(Referring expression pointing data)
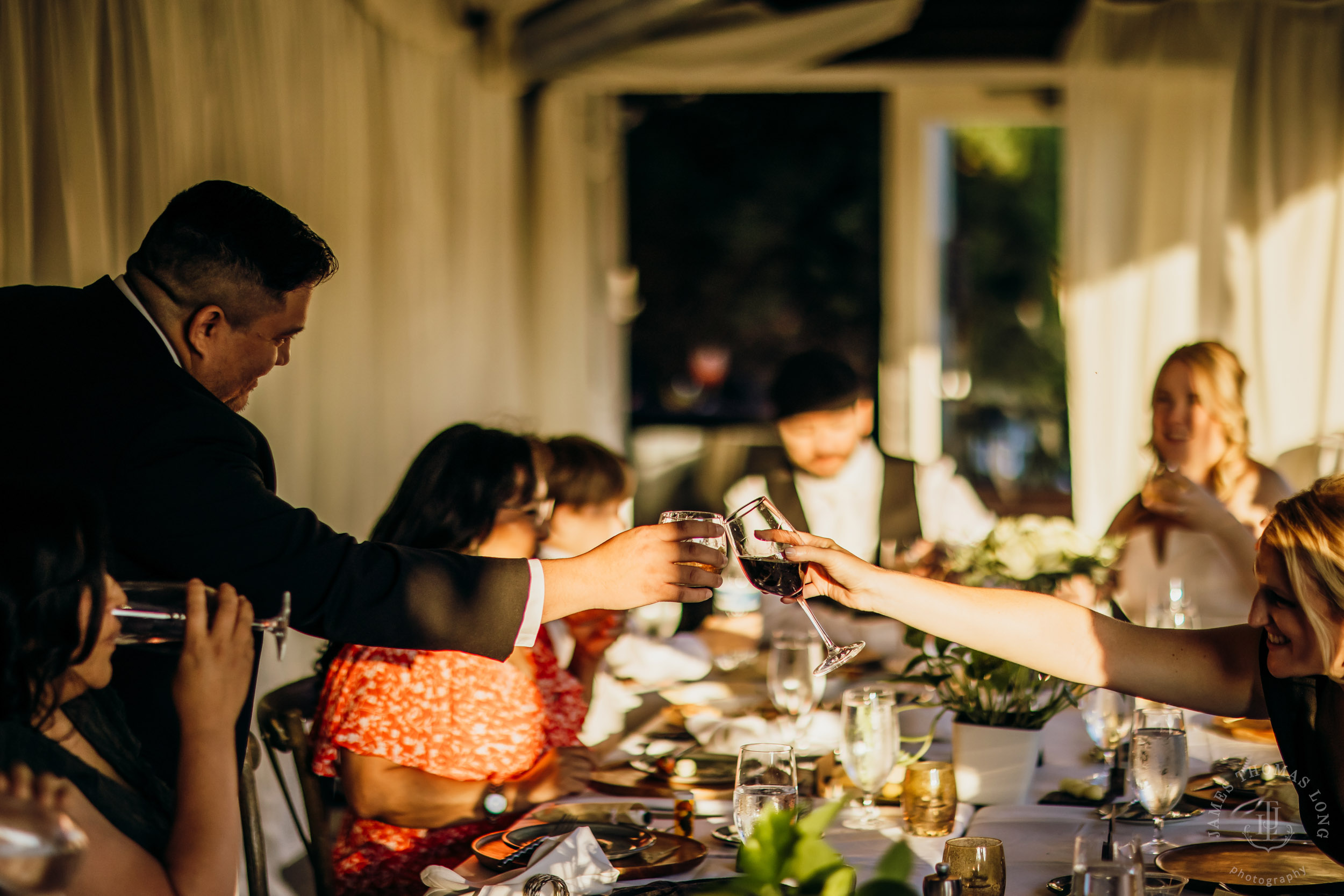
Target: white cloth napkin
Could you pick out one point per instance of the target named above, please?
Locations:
(683, 657)
(577, 859)
(819, 733)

Description of the task —
Output the data exactly as it is, with the pictures dropped.

Problem solution —
Target: white cloth napkin
Could you pick out one point per instance of the target named above, please?
Locations:
(683, 657)
(577, 859)
(819, 733)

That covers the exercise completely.